_INSTRUCTION_: Locate every line below that contains the word "ring", and copy each of those lines.

Named object pointing entries
────────────────────────────────────────
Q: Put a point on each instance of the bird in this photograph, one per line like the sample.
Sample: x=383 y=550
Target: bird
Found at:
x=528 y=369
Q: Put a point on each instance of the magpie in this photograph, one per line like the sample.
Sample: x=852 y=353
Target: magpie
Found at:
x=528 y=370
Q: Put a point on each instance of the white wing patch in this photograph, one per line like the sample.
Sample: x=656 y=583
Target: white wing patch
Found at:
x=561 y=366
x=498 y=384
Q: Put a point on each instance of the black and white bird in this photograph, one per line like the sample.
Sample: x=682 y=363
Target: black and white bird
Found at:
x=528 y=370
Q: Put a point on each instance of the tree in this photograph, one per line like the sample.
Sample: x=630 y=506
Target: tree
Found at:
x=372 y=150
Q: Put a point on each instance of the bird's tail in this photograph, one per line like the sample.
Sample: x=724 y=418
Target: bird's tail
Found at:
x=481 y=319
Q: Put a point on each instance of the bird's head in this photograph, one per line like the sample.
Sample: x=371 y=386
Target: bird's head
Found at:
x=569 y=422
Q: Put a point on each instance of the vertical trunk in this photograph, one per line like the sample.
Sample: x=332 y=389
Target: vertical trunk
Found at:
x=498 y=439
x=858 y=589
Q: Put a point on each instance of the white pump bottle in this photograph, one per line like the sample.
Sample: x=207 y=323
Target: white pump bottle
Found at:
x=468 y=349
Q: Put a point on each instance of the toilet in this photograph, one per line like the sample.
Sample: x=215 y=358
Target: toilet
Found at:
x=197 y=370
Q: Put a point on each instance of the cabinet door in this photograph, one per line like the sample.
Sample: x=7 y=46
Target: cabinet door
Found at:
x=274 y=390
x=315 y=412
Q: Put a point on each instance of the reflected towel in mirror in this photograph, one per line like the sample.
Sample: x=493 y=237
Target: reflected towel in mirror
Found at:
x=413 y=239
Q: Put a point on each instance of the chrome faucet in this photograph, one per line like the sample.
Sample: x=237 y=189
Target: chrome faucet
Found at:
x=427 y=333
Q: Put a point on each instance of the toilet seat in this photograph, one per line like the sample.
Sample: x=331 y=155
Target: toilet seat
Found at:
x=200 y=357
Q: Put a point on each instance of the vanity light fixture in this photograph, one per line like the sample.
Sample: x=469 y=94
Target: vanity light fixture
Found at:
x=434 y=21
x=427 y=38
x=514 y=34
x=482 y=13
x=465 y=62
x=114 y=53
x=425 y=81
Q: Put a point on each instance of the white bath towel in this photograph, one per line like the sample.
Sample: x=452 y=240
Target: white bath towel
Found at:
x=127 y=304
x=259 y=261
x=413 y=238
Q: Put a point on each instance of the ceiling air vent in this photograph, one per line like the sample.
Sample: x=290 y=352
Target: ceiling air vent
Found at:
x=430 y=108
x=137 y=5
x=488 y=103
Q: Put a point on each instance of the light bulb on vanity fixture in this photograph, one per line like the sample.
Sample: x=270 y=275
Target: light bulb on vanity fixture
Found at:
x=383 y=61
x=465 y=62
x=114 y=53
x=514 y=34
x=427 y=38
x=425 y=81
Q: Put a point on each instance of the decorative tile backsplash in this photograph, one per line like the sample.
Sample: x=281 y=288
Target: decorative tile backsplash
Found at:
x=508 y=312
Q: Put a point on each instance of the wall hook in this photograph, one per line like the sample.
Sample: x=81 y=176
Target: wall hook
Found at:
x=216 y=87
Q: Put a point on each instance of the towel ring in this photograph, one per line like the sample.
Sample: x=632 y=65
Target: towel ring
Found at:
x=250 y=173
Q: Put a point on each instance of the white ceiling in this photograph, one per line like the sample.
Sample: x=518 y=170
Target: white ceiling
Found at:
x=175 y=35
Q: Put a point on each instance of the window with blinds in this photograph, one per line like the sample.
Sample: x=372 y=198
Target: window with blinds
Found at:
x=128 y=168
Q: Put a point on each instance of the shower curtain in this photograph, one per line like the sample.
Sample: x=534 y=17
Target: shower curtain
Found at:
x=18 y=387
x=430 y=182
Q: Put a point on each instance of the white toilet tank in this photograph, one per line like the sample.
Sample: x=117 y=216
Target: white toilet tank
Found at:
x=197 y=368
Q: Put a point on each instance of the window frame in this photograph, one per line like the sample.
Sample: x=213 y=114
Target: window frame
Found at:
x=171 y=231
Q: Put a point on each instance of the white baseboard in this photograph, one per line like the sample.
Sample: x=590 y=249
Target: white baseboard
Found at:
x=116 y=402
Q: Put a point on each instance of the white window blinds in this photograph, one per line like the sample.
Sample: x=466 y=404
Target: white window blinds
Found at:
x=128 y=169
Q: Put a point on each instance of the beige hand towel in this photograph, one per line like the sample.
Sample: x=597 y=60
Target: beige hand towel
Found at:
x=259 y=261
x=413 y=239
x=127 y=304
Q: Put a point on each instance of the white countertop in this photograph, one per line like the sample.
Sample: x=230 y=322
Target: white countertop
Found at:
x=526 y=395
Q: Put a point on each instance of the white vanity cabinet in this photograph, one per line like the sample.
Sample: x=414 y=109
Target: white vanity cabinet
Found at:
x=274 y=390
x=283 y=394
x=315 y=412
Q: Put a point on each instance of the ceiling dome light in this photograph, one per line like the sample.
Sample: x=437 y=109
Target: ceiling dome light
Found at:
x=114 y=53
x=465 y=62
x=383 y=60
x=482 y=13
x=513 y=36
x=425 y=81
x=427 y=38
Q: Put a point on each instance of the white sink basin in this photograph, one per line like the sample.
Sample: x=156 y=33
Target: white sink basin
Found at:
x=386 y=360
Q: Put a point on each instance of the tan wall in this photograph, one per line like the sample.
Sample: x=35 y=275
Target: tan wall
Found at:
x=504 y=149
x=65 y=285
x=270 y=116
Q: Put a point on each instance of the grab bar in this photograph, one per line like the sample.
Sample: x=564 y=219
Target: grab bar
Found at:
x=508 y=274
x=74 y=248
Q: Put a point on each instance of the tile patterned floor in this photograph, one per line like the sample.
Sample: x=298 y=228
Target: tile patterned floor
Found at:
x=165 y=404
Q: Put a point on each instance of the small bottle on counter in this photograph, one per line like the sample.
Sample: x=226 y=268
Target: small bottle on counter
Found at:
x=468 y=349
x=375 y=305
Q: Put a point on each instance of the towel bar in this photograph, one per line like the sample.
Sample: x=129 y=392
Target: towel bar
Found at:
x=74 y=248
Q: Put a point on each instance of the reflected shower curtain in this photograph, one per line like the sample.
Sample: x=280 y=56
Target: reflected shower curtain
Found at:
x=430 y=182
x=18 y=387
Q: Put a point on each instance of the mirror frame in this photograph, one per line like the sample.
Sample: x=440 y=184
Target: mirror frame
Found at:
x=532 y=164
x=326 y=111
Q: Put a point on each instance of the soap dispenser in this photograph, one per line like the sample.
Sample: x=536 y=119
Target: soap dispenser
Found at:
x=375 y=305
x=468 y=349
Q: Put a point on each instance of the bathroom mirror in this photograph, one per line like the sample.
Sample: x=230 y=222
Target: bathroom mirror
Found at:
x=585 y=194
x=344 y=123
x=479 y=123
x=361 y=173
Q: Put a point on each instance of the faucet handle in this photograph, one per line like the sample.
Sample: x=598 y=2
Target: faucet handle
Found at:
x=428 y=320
────────────────────────────────────────
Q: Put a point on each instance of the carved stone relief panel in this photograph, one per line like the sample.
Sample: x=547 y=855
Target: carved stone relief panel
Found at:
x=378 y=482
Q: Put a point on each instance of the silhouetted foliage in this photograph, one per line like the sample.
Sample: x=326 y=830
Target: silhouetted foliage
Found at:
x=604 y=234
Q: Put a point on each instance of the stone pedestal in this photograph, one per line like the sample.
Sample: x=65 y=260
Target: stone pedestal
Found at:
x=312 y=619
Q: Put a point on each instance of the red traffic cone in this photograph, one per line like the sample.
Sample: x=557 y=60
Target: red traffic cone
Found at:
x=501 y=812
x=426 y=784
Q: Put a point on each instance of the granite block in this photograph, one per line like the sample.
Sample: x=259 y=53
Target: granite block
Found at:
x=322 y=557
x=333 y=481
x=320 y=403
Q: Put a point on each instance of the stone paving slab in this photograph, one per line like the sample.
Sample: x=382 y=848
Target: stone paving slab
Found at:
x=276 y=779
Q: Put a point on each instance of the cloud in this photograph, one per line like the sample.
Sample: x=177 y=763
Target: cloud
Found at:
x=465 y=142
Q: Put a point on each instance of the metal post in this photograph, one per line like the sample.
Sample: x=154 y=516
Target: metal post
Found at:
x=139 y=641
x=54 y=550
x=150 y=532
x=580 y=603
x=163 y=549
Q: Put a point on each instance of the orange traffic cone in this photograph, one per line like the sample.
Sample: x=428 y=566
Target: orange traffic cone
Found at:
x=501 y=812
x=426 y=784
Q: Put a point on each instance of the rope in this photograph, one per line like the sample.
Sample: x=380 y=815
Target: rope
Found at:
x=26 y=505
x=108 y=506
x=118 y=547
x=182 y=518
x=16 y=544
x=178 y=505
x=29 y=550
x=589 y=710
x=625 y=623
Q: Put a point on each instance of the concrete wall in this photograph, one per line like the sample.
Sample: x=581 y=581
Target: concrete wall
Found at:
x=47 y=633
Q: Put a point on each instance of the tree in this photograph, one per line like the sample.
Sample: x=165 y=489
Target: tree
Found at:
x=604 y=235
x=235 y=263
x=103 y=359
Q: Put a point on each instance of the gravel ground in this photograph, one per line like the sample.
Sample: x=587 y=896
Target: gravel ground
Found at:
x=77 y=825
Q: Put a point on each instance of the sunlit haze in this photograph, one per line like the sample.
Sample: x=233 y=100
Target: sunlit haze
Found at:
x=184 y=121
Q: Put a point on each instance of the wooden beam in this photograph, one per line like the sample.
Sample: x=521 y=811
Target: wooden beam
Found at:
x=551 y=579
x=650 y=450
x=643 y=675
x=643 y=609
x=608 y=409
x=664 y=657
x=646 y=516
────────────────────────────────────────
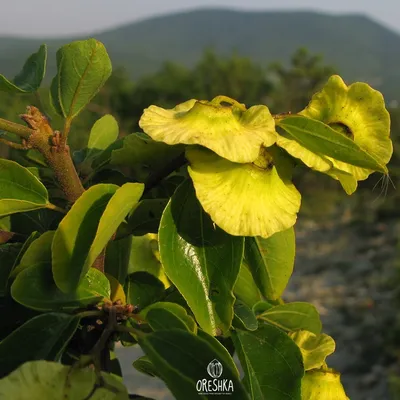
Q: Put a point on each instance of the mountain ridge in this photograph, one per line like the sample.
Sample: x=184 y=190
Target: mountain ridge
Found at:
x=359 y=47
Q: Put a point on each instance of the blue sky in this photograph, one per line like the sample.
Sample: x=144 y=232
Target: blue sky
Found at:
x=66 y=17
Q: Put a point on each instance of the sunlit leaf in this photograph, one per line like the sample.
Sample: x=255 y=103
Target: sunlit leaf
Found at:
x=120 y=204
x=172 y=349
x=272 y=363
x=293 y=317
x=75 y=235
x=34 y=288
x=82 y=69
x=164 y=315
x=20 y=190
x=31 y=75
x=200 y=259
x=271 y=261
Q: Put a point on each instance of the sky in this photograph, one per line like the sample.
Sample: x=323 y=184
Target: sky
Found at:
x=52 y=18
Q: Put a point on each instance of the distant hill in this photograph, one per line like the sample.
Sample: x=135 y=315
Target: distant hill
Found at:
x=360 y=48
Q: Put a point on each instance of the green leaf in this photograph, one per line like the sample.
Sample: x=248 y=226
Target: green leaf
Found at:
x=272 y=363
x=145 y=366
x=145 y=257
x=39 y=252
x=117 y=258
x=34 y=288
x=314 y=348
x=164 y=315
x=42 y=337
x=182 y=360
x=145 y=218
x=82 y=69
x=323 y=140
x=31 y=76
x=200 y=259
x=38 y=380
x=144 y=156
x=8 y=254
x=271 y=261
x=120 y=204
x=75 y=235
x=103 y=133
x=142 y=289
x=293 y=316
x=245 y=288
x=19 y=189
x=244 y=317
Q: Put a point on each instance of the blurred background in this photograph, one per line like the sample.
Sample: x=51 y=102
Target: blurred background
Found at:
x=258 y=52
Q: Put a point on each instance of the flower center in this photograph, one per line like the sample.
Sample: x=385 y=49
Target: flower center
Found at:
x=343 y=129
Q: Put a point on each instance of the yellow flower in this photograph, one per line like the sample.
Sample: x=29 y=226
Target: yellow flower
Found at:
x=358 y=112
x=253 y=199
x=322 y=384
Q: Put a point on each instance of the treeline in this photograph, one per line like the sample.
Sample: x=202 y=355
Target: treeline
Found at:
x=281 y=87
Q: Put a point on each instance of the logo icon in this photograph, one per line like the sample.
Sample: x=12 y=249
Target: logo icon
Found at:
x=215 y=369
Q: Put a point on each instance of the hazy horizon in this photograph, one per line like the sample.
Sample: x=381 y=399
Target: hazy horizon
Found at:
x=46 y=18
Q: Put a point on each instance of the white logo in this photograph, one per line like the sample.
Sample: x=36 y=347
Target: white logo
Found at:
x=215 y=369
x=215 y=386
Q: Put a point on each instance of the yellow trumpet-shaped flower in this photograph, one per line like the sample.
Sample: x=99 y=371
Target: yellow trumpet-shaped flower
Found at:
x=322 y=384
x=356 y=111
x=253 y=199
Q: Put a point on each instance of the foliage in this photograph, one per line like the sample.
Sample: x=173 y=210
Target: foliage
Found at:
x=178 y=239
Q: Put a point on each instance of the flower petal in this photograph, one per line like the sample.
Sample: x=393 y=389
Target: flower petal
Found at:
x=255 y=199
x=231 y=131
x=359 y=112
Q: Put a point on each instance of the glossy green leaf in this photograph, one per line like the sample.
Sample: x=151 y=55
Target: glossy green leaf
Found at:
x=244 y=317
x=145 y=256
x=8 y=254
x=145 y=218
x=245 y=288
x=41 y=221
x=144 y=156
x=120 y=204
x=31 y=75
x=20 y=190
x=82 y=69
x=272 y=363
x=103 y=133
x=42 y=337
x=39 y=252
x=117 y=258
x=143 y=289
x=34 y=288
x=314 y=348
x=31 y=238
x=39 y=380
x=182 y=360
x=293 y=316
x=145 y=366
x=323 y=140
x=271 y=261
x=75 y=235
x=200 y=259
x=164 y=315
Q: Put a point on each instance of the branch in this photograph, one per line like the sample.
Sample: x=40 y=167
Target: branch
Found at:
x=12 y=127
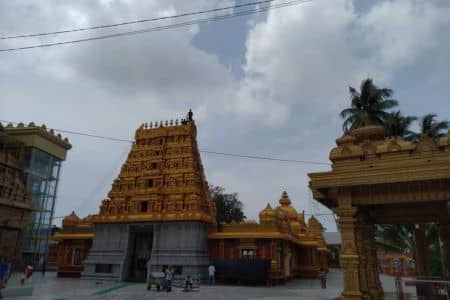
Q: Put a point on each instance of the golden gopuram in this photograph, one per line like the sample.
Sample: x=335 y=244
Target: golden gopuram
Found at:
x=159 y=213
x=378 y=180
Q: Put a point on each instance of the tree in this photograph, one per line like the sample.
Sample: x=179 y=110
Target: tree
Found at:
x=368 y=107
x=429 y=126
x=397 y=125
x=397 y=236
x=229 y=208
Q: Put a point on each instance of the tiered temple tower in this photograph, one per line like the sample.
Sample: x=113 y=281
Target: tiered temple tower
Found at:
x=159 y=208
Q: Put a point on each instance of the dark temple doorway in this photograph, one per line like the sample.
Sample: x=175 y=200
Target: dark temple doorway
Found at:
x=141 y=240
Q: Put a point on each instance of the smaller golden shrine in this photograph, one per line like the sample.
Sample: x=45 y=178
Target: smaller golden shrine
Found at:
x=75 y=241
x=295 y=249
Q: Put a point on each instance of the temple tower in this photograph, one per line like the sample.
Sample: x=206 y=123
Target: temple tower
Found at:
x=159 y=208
────────────────────────────────────────
_COMPLETE OUTPUT_:
Q: Put a point on each instance of the towel ring in this photograph, one per line like the sample.
Target: towel ring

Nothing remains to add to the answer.